--- Excerpted passage ---

Armed violence and insecurity intensified across Mali in May 2025, particularly in the regions of Timbuktu, Gao, Mopti, and Ménaka, triggering a sharp rise in displacement. The number of internally displaced persons reached nearly 380,000, a 14.4 per cent increase compared to the same time last year. Women and girls are disproportionately affected by the crisis, facing heightened risks of gender-based violence (GBV) including sexual violence, exploitation, and forced marriage, while also struggling to access essential sexual and reproductive health (SRH) services. Currently, less than 25 per cent of health facilities in crisis-affected regions provide comprehensive SRH care or GBV survivor support, and nearly half of specialized GBV services remain closed nationwide.
UNFPA Mali continues to scale up its humanitarian response, supporting 86 health facilities, six women and girls’ safe spaces, and seven one-stop centers in the hardest-hit regions. In May alone, mobile health teams reached nearly 2,900 people in displacement sites — 80 per cent of them women and girls — with SRH and GBV services. Midwives provided antenatal, postnatal, and delivery care, while dignity kits and reproductive health supplies were distributed in flood-affected and conflict-impacted areas. UNFPA also trained health personnel and community members on emergency SRH and GBV response, including the clinical management of rape, and coordinated with women-led organizations to localize and strengthen the GBV referral system.

--- Extracted information ---

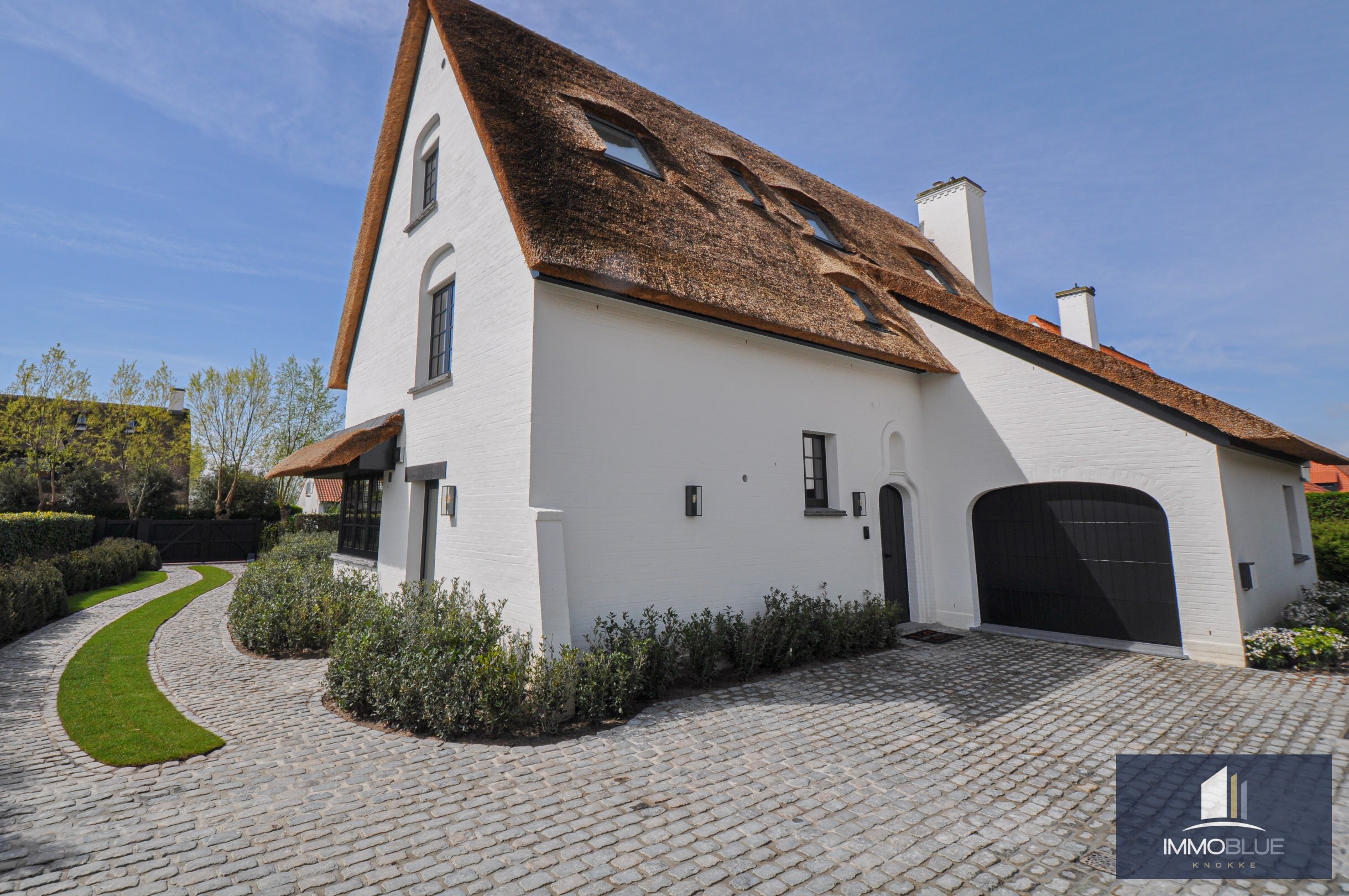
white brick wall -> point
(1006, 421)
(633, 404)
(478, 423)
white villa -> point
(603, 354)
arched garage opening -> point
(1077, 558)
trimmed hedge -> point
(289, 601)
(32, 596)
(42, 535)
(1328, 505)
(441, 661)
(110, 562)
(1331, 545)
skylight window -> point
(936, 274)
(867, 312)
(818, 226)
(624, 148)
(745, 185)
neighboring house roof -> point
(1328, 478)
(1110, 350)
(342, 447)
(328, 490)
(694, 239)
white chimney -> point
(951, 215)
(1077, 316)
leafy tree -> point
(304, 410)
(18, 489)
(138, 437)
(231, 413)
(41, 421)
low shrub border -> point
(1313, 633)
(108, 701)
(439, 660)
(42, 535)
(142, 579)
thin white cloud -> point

---
--- Extracted information ---

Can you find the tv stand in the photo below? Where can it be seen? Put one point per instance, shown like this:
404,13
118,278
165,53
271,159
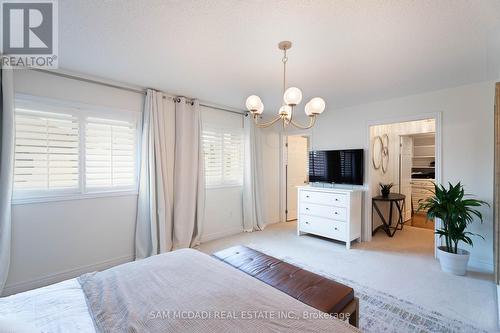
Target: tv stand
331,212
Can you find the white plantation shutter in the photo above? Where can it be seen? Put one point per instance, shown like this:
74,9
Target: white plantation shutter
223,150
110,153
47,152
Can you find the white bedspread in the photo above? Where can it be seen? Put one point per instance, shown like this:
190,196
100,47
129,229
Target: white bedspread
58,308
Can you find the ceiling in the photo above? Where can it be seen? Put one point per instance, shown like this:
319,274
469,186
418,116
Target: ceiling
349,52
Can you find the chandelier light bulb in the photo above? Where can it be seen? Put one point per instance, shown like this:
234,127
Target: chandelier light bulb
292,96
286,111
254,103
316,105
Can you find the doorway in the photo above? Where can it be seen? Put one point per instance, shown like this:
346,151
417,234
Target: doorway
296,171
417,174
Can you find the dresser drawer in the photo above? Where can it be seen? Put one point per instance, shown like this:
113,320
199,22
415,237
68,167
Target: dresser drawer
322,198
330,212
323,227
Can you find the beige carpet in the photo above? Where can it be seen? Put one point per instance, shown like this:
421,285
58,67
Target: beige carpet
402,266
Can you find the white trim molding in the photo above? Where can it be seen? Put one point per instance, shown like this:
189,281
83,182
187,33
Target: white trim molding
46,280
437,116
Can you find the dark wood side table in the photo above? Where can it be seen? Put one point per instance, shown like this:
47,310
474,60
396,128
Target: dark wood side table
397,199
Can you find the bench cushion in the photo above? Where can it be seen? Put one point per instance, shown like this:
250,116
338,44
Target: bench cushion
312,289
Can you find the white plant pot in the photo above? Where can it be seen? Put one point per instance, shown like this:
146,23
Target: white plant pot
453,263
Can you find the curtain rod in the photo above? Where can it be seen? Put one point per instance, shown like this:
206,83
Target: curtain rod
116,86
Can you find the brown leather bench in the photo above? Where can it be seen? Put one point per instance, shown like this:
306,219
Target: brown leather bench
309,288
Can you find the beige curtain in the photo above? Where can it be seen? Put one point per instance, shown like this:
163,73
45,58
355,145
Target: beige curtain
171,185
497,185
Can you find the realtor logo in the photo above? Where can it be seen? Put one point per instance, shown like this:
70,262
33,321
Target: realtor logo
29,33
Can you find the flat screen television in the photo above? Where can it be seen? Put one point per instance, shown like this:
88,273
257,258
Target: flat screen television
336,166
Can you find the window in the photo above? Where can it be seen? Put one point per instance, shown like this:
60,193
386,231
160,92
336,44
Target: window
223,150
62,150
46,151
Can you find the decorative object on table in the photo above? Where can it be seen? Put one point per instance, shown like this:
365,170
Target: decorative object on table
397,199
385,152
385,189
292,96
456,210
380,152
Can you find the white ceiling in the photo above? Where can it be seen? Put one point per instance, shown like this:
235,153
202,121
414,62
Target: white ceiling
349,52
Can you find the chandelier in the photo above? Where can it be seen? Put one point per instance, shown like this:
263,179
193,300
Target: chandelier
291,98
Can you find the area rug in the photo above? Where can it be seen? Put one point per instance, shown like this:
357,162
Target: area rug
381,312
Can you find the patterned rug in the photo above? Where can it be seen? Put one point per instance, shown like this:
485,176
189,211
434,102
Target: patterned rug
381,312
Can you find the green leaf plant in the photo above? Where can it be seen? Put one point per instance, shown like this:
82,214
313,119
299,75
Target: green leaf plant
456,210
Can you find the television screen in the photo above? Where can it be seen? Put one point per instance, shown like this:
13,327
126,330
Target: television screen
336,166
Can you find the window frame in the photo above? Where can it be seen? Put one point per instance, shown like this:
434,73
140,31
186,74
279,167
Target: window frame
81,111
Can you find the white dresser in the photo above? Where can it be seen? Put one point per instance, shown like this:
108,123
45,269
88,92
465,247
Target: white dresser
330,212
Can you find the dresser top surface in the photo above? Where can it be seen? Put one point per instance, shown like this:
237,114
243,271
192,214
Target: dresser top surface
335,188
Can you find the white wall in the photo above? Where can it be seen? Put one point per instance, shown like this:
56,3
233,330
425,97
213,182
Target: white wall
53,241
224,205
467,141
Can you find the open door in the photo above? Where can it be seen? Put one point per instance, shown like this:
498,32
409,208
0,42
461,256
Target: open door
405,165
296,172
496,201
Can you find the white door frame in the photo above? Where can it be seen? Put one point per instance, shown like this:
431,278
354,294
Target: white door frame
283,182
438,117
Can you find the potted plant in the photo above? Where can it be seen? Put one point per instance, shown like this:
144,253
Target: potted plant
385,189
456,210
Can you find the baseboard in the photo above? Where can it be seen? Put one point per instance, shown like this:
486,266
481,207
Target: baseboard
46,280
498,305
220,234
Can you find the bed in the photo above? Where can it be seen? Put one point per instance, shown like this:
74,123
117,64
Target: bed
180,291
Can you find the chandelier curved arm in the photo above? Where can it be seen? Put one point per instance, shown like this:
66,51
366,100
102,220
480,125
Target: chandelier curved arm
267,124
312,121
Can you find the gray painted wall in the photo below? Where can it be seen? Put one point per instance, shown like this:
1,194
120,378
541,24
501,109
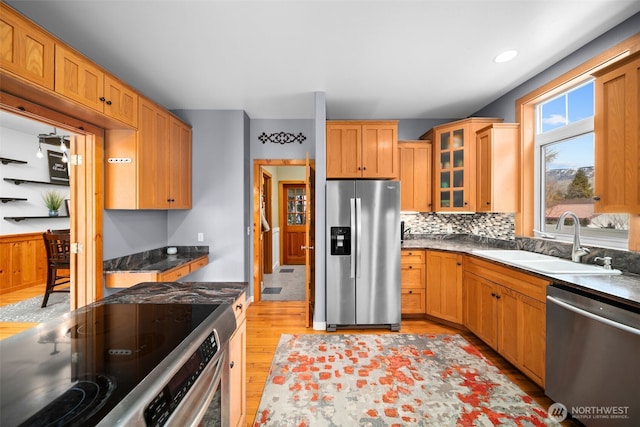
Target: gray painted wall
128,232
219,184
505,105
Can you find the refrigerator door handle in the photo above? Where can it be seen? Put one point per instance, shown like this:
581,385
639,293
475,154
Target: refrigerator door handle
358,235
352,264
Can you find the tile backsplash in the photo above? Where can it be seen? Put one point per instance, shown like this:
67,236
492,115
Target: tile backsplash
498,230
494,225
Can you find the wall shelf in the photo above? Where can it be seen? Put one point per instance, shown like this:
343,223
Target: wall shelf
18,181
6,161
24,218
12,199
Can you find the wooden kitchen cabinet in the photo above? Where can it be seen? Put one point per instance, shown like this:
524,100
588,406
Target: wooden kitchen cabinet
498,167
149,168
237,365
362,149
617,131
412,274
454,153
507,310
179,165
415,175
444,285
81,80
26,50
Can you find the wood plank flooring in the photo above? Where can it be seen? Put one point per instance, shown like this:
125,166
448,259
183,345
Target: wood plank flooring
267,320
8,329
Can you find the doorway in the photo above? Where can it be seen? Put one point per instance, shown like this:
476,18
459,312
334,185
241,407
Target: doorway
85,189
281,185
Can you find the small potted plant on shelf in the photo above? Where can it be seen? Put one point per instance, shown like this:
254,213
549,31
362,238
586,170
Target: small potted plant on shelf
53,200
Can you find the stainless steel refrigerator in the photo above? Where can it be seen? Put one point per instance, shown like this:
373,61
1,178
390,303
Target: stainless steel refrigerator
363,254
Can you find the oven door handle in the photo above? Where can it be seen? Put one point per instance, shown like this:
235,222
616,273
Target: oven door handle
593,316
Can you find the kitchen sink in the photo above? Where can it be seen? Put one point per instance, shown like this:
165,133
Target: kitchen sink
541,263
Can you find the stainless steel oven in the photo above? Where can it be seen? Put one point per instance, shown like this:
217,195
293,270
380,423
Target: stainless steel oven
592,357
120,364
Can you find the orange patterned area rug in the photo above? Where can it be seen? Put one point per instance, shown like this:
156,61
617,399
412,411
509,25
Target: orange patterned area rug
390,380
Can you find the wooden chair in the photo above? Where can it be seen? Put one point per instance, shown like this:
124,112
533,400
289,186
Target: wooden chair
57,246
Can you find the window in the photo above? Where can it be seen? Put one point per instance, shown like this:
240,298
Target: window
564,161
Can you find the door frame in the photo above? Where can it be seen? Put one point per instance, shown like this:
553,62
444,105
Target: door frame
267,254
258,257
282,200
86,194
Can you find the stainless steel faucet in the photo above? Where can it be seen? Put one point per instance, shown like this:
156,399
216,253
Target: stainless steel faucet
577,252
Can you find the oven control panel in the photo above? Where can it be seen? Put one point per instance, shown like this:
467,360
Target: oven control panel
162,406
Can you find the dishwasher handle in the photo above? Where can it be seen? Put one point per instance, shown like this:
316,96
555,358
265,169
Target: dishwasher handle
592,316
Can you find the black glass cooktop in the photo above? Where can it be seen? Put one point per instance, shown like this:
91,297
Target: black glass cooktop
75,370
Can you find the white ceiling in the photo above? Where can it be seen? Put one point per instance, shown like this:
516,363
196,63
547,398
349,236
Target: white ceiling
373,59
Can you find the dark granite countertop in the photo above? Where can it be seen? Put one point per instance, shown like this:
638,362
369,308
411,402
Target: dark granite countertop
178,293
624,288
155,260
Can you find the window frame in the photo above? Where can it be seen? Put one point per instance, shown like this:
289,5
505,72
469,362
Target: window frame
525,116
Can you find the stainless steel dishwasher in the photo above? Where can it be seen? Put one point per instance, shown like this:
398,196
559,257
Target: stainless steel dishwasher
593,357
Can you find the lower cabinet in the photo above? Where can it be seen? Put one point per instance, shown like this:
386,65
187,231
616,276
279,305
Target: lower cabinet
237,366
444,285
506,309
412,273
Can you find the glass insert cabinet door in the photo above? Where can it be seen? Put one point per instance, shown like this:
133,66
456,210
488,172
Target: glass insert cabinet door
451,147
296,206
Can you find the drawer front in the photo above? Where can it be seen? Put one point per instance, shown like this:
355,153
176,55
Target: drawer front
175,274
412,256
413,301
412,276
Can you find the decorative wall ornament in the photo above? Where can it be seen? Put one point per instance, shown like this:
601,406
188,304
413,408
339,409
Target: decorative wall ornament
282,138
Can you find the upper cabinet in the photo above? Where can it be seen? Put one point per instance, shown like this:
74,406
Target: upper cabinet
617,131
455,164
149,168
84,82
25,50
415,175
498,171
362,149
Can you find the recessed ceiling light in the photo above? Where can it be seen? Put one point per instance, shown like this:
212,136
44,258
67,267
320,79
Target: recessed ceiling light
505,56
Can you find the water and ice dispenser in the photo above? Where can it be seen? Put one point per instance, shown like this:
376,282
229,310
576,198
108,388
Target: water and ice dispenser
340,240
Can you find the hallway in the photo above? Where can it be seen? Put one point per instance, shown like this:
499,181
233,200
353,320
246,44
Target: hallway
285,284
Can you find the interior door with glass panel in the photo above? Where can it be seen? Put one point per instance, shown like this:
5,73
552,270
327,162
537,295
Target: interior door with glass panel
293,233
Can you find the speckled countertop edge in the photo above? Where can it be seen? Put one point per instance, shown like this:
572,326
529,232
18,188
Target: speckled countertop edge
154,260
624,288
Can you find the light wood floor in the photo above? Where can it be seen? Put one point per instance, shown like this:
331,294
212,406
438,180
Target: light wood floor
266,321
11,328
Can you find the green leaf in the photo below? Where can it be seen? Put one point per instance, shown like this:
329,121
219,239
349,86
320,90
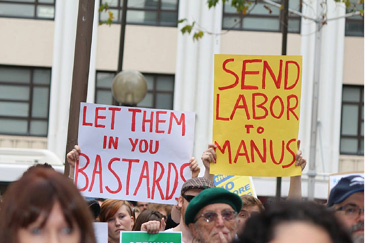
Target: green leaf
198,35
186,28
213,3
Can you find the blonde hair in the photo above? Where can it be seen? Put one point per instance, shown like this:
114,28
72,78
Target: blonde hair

---
--- Extracted information ---

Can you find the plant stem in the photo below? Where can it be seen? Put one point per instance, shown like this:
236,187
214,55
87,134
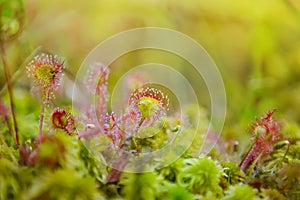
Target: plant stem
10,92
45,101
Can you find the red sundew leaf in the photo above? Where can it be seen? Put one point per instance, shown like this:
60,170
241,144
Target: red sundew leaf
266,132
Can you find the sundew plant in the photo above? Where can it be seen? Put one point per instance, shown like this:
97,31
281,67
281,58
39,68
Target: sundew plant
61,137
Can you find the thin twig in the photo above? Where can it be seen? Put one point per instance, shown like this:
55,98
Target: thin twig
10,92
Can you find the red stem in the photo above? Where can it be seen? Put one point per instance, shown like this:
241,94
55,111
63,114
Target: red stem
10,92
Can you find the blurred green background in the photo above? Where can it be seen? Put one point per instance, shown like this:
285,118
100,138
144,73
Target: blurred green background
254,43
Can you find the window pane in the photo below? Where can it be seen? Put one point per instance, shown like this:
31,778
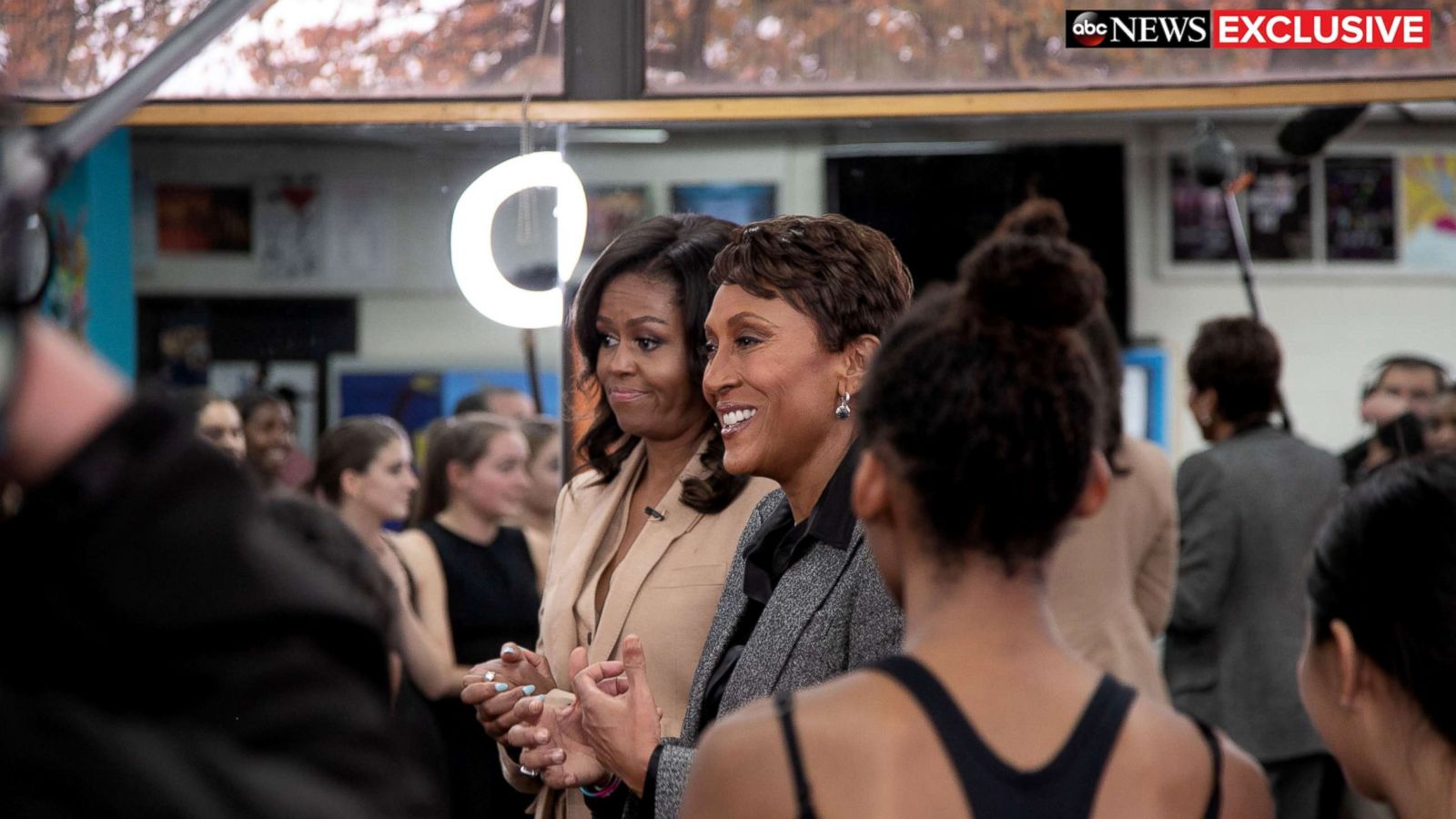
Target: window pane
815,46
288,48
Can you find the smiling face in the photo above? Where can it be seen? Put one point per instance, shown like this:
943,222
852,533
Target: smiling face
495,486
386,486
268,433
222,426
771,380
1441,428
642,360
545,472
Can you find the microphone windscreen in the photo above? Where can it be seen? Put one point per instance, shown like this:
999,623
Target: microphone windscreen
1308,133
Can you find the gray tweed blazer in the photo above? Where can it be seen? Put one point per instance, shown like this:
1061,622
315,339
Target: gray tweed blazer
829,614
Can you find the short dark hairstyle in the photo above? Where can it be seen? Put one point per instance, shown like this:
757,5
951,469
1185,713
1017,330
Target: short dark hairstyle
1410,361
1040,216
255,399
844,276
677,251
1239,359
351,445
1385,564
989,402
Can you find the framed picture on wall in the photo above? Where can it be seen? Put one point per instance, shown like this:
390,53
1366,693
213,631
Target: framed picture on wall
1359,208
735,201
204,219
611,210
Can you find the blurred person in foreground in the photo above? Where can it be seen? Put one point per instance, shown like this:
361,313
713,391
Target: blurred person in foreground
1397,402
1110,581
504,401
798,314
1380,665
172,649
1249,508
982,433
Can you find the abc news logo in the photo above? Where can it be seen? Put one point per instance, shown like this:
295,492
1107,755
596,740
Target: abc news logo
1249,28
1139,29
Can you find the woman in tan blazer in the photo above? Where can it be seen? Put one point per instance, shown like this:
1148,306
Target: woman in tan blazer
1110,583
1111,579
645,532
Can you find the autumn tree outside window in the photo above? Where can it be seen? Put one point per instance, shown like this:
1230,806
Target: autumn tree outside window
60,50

---

Can you copy the part of the Mali crisis update starting with "Armed violence and" and going on through "remain closed nationwide."?

Armed violence and insecurity intensified across Mali in May 2025, particularly in the regions of Timbuktu, Gao, Mopti, and Ménaka, triggering a sharp rise in displacement. The number of internally displaced persons reached nearly 380,000, a 14.4 per cent increase compared to the same time last year. Women and girls are disproportionately affected by the crisis, facing heightened risks of gender-based violence (GBV) including sexual violence, exploitation, and forced marriage, while also struggling to access essential sexual and reproductive health (SRH) services. Currently, less than 25 per cent of health facilities in crisis-affected regions provide comprehensive SRH care or GBV survivor support, and nearly half of specialized GBV services remain closed nationwide.